» YOUR GOAL: How many of the lines below contain the string "grass"? Case counts, so give only the number.

-------- MATERIAL SHOWN --------

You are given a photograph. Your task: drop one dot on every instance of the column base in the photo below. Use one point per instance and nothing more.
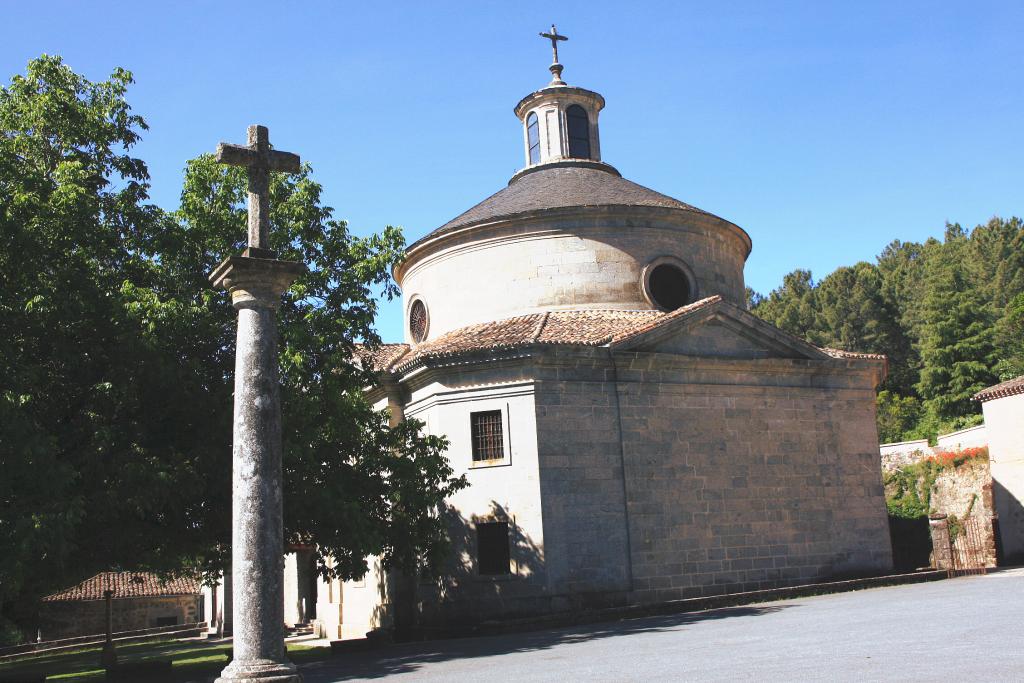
(265, 671)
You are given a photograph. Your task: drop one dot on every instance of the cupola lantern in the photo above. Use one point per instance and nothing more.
(560, 121)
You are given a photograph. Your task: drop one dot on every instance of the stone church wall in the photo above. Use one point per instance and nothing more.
(777, 476)
(504, 492)
(578, 262)
(738, 475)
(582, 482)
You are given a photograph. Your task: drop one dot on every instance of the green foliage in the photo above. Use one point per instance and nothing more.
(949, 315)
(117, 367)
(908, 489)
(1010, 339)
(897, 416)
(956, 348)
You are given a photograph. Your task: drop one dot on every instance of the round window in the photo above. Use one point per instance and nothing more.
(669, 287)
(418, 321)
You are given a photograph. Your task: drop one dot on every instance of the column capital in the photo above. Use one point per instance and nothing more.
(255, 283)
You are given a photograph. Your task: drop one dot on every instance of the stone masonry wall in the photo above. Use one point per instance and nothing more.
(733, 480)
(967, 493)
(86, 617)
(582, 486)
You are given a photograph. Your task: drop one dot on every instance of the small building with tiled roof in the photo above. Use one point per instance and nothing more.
(139, 600)
(1003, 406)
(631, 432)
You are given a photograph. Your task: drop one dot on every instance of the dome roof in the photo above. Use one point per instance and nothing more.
(563, 184)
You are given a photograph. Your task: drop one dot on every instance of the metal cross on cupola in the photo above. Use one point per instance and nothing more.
(259, 160)
(556, 69)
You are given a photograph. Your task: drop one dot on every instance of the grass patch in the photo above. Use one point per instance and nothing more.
(193, 659)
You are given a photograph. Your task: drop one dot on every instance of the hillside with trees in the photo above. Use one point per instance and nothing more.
(949, 315)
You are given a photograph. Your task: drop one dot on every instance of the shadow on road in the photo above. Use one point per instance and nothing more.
(411, 656)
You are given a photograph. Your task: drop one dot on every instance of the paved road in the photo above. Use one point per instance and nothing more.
(968, 629)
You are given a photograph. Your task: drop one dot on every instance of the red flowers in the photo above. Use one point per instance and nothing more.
(957, 458)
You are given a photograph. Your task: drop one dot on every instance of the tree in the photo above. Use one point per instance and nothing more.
(116, 371)
(1010, 340)
(855, 316)
(792, 307)
(956, 344)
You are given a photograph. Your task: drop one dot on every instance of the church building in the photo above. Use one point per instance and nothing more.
(631, 432)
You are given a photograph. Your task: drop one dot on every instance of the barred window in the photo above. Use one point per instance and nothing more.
(534, 138)
(579, 126)
(493, 556)
(485, 428)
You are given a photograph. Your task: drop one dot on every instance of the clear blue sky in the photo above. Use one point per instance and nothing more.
(824, 129)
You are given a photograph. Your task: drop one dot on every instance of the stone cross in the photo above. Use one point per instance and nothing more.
(555, 68)
(256, 282)
(554, 37)
(259, 160)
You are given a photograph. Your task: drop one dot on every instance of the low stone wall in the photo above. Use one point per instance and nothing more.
(895, 456)
(972, 437)
(82, 617)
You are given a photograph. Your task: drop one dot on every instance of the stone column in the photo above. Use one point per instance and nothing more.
(257, 527)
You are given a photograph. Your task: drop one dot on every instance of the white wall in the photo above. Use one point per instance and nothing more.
(1005, 422)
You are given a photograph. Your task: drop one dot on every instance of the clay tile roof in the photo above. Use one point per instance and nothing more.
(566, 328)
(1008, 388)
(125, 585)
(840, 353)
(561, 186)
(569, 328)
(381, 357)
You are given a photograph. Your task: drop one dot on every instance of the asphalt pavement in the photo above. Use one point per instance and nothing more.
(966, 629)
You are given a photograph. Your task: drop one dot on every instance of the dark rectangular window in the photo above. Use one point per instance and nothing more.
(486, 433)
(493, 548)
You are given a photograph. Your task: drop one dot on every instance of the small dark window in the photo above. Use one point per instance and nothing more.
(486, 433)
(534, 138)
(579, 132)
(669, 287)
(418, 321)
(493, 555)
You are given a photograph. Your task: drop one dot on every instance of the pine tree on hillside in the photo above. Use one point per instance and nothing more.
(956, 347)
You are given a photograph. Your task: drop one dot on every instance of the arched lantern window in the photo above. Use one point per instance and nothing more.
(534, 138)
(579, 125)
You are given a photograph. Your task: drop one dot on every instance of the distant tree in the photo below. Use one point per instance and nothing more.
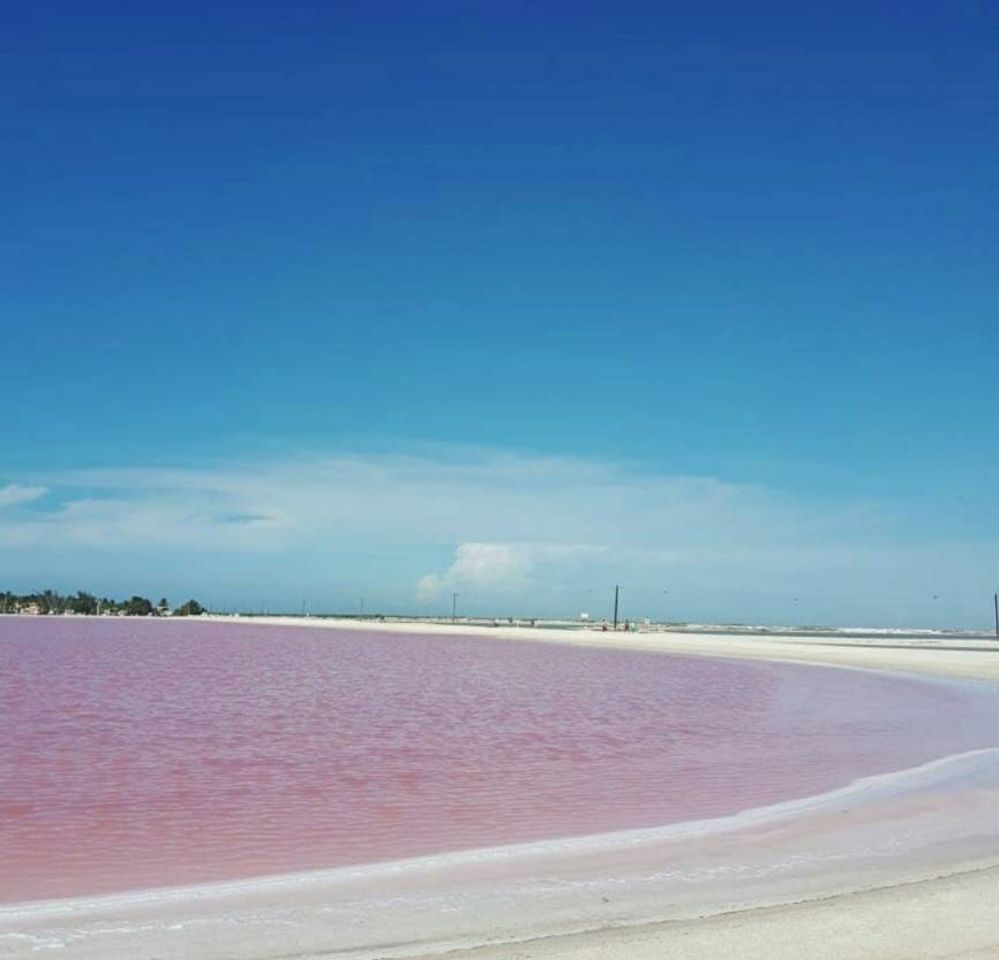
(139, 607)
(83, 602)
(50, 601)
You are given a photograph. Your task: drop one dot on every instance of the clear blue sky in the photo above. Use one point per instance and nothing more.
(700, 240)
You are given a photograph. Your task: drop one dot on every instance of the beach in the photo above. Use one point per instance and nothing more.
(899, 865)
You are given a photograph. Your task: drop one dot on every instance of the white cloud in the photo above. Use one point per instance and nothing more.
(502, 566)
(506, 531)
(12, 494)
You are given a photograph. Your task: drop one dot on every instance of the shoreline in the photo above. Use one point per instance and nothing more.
(725, 921)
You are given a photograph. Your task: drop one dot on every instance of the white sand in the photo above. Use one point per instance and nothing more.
(881, 869)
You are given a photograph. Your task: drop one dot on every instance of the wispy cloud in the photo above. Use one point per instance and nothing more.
(495, 526)
(13, 493)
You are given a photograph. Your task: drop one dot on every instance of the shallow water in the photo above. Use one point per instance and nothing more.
(145, 753)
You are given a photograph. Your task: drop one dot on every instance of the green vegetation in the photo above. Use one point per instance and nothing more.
(190, 609)
(53, 603)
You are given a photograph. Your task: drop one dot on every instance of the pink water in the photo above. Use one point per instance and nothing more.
(146, 753)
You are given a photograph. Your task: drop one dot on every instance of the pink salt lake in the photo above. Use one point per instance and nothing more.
(139, 754)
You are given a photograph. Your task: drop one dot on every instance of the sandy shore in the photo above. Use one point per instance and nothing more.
(893, 879)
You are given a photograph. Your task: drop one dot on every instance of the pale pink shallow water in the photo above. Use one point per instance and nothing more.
(140, 754)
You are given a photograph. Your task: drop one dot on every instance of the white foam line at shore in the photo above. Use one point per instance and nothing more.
(961, 769)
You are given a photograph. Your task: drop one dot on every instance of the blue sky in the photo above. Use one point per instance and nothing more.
(677, 248)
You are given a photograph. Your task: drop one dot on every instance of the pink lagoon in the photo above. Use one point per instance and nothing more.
(141, 754)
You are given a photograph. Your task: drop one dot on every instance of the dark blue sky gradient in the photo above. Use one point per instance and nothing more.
(756, 242)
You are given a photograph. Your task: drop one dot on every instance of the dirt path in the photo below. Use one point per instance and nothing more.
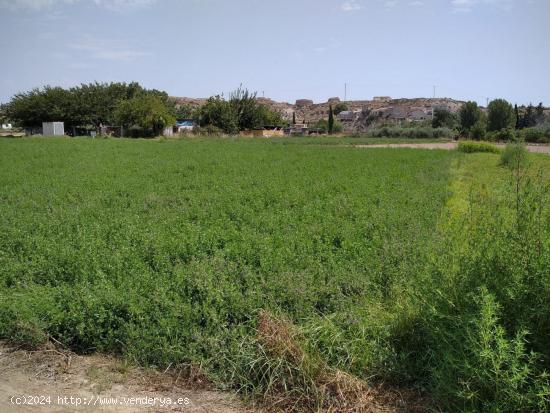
(97, 384)
(447, 146)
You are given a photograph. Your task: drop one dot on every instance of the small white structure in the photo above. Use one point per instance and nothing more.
(53, 128)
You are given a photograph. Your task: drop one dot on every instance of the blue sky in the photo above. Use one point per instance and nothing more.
(287, 49)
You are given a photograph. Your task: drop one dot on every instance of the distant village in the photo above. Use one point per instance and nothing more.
(357, 117)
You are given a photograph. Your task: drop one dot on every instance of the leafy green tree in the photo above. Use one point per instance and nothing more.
(184, 111)
(479, 130)
(330, 120)
(340, 107)
(500, 115)
(539, 113)
(443, 118)
(90, 104)
(219, 113)
(469, 115)
(147, 112)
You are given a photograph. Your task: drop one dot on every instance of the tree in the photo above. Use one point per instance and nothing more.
(219, 113)
(147, 112)
(443, 118)
(469, 115)
(340, 107)
(330, 120)
(90, 104)
(184, 111)
(539, 113)
(500, 115)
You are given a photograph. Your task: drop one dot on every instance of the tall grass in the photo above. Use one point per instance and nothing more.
(297, 275)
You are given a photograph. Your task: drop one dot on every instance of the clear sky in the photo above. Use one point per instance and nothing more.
(289, 49)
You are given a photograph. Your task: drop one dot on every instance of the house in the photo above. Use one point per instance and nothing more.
(265, 132)
(346, 116)
(398, 113)
(418, 114)
(297, 129)
(53, 128)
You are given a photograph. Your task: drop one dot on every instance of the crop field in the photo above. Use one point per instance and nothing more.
(278, 269)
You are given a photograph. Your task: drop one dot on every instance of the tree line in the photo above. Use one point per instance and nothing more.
(142, 111)
(501, 121)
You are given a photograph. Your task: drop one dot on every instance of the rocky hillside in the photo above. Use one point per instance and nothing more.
(359, 112)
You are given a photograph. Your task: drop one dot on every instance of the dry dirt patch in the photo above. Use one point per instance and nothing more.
(96, 381)
(447, 146)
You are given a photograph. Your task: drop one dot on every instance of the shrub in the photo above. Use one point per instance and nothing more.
(471, 146)
(413, 132)
(504, 135)
(514, 155)
(536, 135)
(478, 131)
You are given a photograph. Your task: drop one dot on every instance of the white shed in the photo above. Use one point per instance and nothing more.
(53, 128)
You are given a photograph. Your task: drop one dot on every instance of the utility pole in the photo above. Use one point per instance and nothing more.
(345, 92)
(433, 109)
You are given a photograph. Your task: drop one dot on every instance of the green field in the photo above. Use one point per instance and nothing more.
(425, 270)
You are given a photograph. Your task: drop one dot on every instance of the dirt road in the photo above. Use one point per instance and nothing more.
(97, 384)
(447, 146)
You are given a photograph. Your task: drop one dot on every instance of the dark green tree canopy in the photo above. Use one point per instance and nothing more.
(443, 118)
(500, 115)
(469, 115)
(147, 112)
(242, 111)
(330, 120)
(91, 104)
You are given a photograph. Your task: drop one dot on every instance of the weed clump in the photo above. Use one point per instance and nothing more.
(474, 146)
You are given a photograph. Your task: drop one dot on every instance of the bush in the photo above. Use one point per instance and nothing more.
(535, 135)
(514, 155)
(478, 131)
(471, 147)
(413, 132)
(503, 135)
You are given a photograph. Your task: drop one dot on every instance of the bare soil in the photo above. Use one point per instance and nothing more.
(447, 146)
(102, 384)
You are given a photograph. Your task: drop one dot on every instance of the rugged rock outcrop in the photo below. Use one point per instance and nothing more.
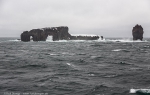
(57, 33)
(137, 32)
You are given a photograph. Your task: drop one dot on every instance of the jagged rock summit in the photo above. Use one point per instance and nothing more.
(57, 33)
(137, 32)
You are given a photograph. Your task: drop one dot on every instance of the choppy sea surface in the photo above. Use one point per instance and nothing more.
(111, 66)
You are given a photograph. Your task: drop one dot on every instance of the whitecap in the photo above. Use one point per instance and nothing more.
(118, 49)
(49, 38)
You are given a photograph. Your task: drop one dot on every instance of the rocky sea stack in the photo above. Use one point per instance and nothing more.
(137, 32)
(57, 33)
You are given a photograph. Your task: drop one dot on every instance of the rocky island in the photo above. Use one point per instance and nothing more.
(57, 33)
(137, 32)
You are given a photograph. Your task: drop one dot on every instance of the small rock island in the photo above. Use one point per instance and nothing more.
(57, 33)
(137, 32)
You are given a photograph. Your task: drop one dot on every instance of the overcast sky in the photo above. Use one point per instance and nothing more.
(110, 18)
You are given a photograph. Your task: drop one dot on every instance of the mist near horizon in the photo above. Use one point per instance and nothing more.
(109, 18)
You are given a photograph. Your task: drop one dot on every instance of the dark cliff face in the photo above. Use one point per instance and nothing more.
(58, 33)
(137, 32)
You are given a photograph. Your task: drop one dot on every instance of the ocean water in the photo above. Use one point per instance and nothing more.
(111, 66)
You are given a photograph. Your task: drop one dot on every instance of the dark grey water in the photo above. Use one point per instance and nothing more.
(108, 67)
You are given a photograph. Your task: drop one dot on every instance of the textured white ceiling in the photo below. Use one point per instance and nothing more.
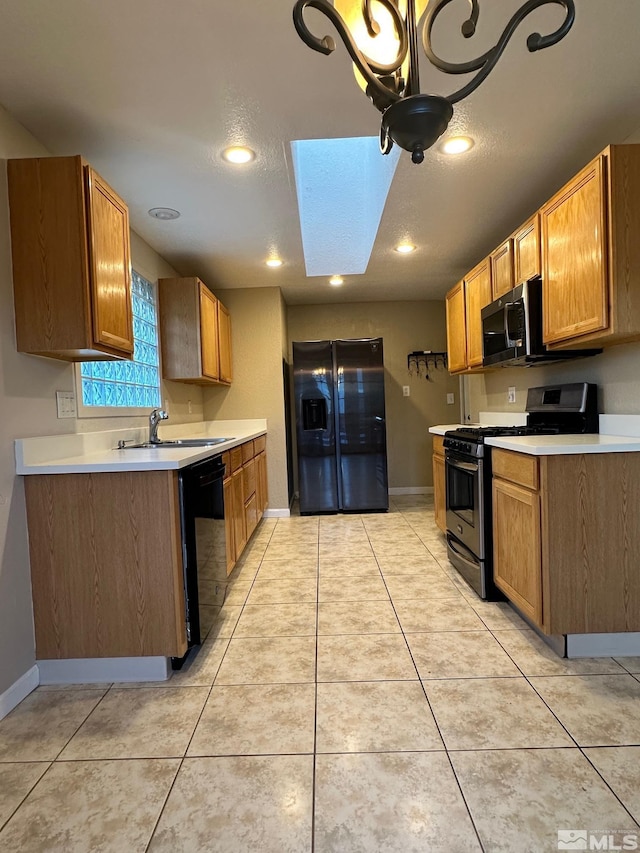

--------

» PROBLEM SOLUTION: 2